╭─ Extracted records

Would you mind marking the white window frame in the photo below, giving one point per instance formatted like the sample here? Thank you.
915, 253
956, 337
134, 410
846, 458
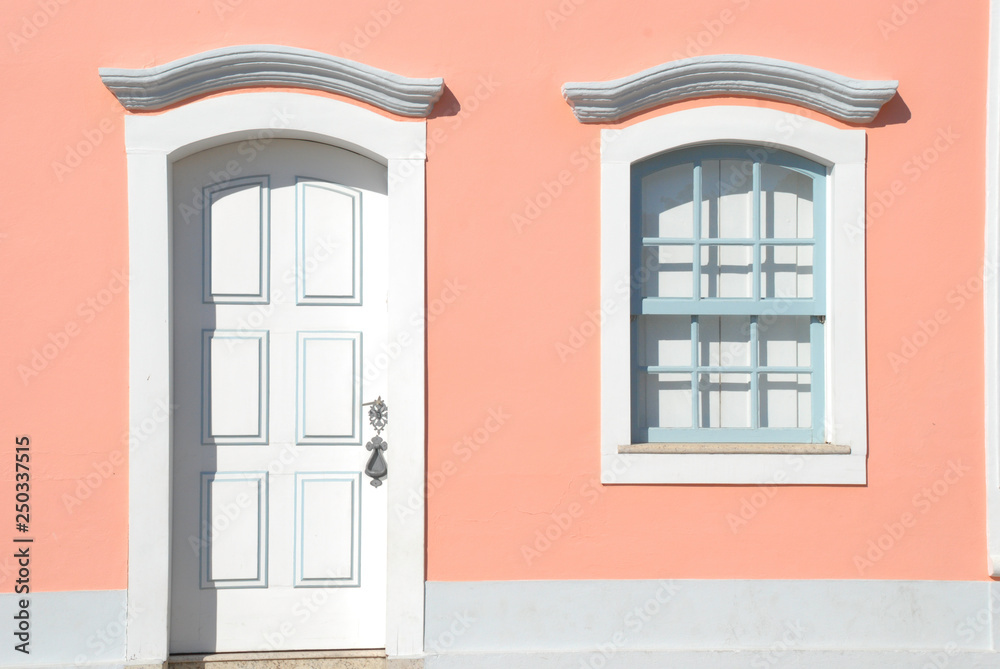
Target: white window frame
991, 297
843, 153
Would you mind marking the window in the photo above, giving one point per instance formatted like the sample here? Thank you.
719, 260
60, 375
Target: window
733, 288
728, 302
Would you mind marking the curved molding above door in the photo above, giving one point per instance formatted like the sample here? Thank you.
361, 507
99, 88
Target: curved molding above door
148, 89
838, 96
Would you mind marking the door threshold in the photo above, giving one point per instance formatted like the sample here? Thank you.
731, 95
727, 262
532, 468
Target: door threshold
296, 659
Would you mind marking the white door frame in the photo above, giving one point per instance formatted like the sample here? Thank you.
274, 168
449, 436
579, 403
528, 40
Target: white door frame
153, 144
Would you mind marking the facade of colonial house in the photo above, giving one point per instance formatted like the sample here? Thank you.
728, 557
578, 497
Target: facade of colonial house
527, 334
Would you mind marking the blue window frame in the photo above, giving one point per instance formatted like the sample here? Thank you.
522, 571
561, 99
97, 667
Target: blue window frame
728, 296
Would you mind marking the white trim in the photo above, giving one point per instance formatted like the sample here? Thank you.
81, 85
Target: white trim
712, 615
843, 152
843, 98
991, 296
153, 143
152, 88
779, 657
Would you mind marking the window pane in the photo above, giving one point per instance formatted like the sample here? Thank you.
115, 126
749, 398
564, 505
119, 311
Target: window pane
724, 341
664, 400
668, 202
786, 271
724, 400
667, 271
727, 199
726, 271
665, 341
786, 206
785, 400
783, 341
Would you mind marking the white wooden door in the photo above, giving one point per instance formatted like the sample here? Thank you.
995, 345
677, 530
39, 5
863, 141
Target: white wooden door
279, 294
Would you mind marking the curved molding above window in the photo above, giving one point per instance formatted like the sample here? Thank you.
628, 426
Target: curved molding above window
843, 98
231, 67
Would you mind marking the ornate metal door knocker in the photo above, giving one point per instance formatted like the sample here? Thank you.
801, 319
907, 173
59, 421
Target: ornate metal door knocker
378, 416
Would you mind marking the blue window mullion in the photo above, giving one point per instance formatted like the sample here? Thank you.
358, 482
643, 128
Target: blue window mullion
696, 249
756, 232
754, 400
694, 374
817, 379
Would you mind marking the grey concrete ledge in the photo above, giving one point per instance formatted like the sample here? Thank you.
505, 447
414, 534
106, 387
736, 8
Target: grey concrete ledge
843, 98
731, 448
231, 67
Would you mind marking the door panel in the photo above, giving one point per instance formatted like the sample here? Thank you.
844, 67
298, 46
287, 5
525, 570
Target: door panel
279, 295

╰─

*Brief*:
Copy the records above exactly, starting at the line that contains "Target: grey concrete ledge" and ending at the last line, and leave out all earlier lines.

*Problem solution*:
Target: grey concrete ledge
843, 98
731, 448
231, 67
Would you mind marking the door panel in the photo above, giving one point per instance formatted like the sample here? Thank you.
844, 67
298, 46
287, 5
525, 570
Target: door panel
279, 295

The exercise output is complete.